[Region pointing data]

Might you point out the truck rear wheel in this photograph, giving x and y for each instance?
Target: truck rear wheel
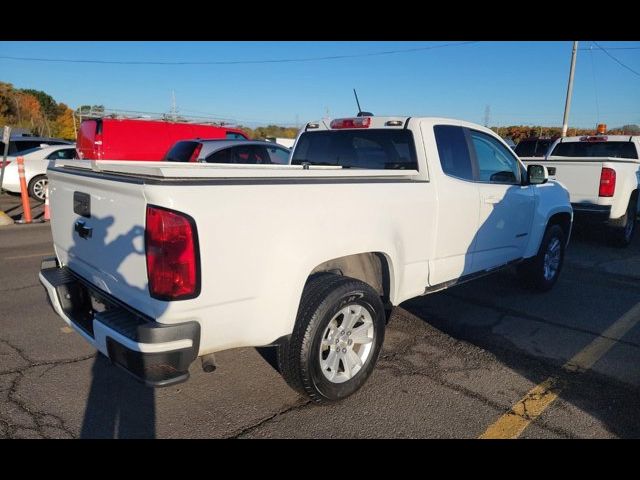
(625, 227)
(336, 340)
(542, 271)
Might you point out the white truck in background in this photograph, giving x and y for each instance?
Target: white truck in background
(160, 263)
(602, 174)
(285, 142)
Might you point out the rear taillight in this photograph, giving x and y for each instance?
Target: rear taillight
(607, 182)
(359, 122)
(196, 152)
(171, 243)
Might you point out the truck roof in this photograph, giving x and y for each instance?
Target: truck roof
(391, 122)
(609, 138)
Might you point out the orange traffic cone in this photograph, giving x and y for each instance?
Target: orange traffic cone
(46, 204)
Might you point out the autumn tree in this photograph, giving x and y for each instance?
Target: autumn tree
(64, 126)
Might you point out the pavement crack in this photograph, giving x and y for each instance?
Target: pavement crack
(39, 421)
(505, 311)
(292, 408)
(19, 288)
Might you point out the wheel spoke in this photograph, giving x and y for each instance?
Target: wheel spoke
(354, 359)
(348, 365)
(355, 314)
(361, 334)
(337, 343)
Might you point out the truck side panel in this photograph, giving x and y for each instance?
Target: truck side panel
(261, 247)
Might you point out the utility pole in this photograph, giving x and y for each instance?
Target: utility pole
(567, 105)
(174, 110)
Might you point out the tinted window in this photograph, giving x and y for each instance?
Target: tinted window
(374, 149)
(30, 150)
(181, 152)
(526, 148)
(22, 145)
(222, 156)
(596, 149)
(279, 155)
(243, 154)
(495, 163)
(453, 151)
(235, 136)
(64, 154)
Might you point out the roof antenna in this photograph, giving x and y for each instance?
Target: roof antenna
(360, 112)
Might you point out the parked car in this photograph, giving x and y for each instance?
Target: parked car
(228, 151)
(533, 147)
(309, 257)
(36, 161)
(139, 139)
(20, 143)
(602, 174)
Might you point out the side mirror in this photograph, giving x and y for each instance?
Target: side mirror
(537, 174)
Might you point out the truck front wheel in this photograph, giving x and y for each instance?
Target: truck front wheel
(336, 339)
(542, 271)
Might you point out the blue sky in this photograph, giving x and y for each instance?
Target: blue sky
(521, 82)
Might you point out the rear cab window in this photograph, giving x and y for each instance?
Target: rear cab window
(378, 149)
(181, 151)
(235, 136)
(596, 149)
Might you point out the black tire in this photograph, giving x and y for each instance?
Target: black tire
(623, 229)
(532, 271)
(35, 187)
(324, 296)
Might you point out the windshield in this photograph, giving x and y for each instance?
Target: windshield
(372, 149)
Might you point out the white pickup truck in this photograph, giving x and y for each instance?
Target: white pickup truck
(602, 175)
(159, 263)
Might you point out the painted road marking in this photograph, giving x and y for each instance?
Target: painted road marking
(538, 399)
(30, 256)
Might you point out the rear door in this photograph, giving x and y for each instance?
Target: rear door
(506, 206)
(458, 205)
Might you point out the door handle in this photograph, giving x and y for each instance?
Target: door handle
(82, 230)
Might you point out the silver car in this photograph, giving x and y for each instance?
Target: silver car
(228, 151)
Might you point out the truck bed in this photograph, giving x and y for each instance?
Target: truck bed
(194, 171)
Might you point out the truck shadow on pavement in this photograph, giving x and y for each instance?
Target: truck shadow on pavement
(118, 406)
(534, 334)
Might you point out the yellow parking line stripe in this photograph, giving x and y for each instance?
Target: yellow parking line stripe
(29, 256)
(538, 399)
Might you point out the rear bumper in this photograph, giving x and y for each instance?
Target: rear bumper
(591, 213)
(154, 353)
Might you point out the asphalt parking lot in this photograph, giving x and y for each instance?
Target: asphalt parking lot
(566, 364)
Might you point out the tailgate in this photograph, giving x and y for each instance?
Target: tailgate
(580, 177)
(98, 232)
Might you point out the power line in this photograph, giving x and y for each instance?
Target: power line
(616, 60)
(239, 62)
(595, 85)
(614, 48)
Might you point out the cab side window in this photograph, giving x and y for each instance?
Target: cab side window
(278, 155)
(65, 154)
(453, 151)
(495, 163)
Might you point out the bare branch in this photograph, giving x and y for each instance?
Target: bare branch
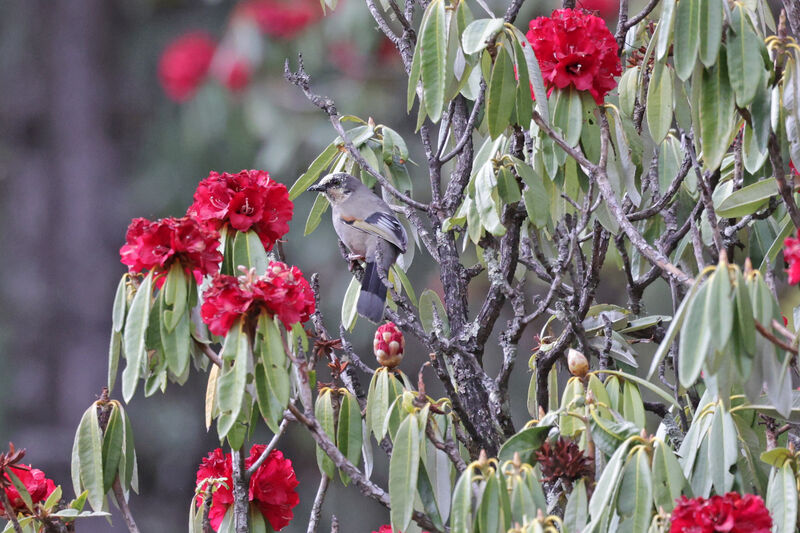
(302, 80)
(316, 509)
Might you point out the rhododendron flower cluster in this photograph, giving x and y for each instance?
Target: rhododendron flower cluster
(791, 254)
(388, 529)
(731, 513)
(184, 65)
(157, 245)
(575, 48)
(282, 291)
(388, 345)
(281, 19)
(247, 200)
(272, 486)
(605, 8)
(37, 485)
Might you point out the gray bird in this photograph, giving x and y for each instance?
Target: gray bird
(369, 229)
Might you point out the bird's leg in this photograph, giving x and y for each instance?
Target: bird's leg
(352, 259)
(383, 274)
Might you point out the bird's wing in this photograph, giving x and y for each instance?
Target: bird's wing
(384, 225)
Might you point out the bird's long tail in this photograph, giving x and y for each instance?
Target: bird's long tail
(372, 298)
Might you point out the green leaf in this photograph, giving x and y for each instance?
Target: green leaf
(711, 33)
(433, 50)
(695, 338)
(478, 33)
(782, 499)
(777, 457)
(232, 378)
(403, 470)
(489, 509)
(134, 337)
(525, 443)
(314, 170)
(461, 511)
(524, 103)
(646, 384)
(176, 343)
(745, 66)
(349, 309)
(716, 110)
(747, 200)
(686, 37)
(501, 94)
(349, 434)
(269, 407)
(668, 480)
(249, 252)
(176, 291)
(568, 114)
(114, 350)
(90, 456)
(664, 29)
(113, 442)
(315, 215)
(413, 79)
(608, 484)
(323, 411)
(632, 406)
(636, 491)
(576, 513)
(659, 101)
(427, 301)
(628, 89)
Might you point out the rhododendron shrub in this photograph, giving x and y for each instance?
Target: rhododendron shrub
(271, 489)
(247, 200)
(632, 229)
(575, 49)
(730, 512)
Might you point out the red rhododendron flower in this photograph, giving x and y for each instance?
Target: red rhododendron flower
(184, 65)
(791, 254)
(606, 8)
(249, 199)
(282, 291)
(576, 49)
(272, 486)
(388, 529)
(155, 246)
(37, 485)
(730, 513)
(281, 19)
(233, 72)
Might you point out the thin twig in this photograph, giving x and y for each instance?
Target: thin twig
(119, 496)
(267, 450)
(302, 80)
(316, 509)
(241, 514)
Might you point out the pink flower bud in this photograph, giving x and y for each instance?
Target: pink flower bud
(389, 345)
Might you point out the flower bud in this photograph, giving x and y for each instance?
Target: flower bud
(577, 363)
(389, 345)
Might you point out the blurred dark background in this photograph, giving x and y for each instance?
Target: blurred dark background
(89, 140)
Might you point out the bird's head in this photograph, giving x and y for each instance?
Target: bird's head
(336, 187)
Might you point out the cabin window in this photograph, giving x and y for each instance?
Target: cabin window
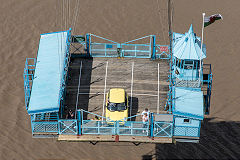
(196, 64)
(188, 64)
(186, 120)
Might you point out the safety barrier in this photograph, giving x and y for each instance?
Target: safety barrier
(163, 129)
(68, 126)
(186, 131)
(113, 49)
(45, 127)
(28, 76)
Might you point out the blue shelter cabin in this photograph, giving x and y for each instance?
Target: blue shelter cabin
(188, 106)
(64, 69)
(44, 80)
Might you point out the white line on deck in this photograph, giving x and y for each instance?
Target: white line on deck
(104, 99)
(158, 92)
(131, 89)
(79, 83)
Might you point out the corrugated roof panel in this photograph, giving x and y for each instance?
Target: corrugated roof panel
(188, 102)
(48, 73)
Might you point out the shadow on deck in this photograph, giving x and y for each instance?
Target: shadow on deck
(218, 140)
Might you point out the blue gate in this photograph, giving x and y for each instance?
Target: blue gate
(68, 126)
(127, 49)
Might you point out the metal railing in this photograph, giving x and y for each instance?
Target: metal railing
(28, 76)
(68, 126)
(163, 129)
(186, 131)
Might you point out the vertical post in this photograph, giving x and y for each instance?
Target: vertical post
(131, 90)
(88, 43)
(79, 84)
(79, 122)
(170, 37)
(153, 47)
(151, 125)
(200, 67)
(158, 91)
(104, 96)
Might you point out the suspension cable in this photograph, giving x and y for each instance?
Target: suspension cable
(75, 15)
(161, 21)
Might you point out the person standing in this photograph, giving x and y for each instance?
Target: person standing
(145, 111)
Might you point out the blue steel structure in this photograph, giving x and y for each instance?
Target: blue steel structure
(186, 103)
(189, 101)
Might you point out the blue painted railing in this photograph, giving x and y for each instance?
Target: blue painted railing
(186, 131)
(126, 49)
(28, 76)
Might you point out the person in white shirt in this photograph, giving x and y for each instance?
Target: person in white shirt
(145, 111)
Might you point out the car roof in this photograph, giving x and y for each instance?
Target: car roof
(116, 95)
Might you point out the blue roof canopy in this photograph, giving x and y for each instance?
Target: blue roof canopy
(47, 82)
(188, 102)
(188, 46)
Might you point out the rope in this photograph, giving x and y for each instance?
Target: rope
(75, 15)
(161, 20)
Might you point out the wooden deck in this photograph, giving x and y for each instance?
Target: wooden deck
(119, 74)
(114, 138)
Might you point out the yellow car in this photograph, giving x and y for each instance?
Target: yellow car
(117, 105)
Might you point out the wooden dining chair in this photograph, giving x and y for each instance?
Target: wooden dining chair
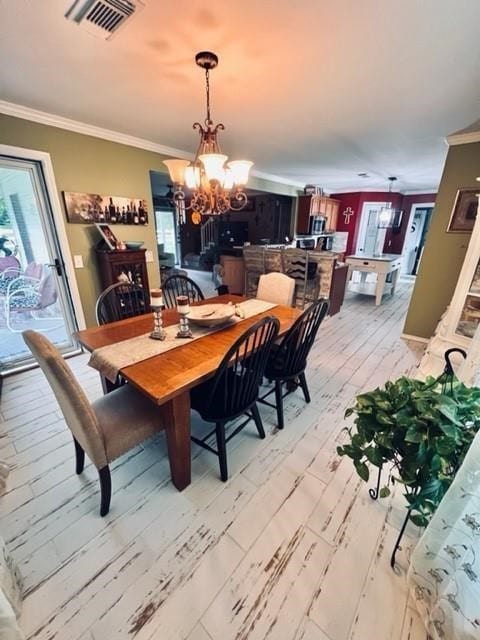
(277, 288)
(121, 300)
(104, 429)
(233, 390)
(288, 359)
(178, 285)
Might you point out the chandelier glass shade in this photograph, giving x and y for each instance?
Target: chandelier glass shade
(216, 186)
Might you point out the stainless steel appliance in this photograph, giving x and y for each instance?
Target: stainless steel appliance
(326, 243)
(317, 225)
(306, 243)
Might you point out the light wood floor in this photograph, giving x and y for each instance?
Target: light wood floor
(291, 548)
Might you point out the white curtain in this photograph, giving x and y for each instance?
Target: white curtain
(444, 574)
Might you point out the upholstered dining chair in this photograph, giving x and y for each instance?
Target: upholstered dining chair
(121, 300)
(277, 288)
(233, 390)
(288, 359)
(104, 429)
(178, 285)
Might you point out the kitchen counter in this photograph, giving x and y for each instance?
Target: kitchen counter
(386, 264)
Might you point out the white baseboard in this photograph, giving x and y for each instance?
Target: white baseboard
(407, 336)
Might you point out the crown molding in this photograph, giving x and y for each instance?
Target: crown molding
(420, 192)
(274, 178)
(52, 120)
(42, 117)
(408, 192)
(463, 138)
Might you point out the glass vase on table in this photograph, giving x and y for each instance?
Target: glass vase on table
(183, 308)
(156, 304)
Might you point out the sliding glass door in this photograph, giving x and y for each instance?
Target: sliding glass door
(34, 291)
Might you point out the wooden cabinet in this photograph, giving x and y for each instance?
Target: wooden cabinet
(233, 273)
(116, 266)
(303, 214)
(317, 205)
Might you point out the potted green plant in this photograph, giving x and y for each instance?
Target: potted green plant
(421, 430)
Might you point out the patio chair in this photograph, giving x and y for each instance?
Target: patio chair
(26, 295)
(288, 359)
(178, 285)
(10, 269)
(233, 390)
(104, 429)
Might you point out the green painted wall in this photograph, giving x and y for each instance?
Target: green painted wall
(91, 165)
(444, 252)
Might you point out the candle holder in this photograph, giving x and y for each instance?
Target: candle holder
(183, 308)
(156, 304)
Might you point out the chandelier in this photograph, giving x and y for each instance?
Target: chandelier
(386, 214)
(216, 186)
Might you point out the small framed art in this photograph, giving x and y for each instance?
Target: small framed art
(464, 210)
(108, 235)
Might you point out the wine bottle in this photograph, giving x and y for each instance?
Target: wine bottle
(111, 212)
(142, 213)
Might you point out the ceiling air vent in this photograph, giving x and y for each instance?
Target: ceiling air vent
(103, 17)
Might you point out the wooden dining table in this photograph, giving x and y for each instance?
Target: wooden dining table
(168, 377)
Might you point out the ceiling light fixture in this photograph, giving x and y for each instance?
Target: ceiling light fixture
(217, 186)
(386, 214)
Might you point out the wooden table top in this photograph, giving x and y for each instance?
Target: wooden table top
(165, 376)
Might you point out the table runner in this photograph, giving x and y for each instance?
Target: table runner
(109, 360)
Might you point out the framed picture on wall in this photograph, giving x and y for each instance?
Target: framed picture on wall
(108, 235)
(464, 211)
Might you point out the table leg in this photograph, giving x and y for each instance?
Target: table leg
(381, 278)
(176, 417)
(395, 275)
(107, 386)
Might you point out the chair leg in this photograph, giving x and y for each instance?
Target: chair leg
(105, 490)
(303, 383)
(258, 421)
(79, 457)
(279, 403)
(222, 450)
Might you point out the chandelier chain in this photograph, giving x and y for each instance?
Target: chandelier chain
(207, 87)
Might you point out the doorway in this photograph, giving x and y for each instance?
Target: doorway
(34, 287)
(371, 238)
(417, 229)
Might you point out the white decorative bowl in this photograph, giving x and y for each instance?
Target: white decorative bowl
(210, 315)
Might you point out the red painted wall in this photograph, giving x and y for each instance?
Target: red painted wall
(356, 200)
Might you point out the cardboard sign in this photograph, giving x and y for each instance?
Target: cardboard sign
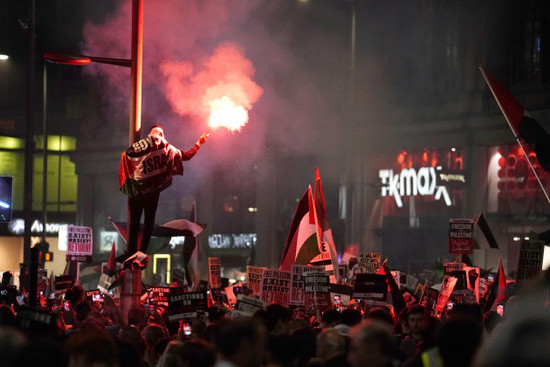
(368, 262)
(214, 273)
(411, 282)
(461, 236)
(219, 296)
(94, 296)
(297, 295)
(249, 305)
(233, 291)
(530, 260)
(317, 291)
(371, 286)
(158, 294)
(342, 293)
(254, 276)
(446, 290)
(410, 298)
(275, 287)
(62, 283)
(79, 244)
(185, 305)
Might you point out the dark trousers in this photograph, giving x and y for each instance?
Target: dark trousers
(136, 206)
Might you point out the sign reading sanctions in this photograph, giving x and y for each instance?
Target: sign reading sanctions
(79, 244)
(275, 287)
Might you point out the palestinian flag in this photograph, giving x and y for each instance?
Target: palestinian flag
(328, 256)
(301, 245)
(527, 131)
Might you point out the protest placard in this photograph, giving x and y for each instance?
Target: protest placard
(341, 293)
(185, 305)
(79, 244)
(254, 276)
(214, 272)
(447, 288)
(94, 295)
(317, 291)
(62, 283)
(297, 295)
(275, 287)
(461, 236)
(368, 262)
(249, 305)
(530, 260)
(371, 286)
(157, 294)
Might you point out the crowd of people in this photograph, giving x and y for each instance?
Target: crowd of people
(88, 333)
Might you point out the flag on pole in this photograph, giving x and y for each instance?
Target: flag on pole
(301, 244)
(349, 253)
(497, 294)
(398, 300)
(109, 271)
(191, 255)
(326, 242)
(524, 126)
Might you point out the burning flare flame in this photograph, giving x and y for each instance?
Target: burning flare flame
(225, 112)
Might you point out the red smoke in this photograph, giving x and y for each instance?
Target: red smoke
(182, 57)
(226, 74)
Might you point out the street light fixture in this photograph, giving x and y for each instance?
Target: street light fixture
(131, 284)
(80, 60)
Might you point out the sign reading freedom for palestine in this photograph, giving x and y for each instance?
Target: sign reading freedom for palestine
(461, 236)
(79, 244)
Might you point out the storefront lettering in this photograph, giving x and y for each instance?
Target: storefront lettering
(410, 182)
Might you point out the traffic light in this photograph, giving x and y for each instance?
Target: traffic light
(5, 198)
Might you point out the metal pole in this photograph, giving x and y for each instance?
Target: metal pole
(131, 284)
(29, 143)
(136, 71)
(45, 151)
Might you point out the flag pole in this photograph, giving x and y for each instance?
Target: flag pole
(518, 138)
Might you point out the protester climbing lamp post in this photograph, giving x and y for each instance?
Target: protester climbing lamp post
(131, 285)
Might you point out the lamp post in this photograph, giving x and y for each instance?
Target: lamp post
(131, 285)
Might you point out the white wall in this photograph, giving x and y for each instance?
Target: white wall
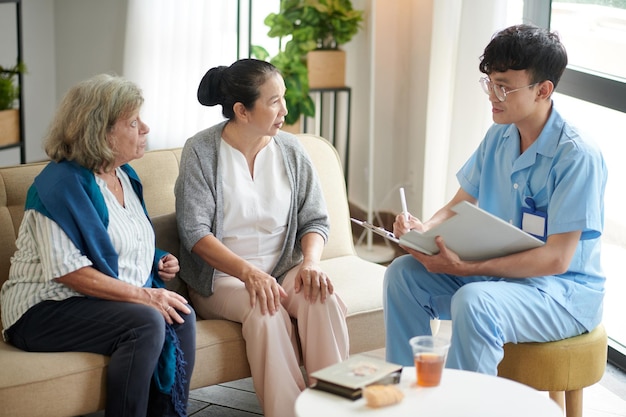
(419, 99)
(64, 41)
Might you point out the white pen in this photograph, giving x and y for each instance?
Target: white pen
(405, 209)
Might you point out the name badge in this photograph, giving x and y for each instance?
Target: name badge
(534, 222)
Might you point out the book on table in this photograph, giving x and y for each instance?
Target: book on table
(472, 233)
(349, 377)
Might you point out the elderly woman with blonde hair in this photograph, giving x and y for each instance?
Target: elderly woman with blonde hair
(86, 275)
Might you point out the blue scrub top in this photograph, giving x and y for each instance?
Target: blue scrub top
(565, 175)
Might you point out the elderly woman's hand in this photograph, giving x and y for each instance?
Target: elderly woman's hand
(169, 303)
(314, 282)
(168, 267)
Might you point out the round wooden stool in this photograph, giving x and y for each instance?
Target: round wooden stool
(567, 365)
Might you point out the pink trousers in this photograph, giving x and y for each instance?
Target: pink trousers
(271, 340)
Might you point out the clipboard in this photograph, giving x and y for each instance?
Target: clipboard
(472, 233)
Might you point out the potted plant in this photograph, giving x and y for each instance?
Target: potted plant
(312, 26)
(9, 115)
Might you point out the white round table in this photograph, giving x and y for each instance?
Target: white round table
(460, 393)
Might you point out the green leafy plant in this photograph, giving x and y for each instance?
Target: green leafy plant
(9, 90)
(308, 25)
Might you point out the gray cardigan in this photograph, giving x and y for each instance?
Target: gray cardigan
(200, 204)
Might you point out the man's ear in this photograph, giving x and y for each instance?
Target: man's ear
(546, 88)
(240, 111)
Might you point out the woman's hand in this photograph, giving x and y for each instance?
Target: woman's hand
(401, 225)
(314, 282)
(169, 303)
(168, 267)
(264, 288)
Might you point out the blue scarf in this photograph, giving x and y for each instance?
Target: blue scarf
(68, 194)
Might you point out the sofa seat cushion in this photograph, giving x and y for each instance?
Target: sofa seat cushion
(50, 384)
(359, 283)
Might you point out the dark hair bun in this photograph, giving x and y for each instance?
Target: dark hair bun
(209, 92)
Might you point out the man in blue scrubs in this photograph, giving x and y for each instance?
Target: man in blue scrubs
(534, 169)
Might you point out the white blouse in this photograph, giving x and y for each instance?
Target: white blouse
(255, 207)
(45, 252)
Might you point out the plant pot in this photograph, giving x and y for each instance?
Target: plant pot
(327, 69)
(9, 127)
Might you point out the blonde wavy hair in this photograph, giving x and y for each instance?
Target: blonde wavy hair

Task goal:
Wherever the word "wavy" appears in a line of the data, copy that line.

Solved problem:
Might you point out the blonde wavy hair in this photograph, giving x and y for each instance?
Target: blonde wavy hair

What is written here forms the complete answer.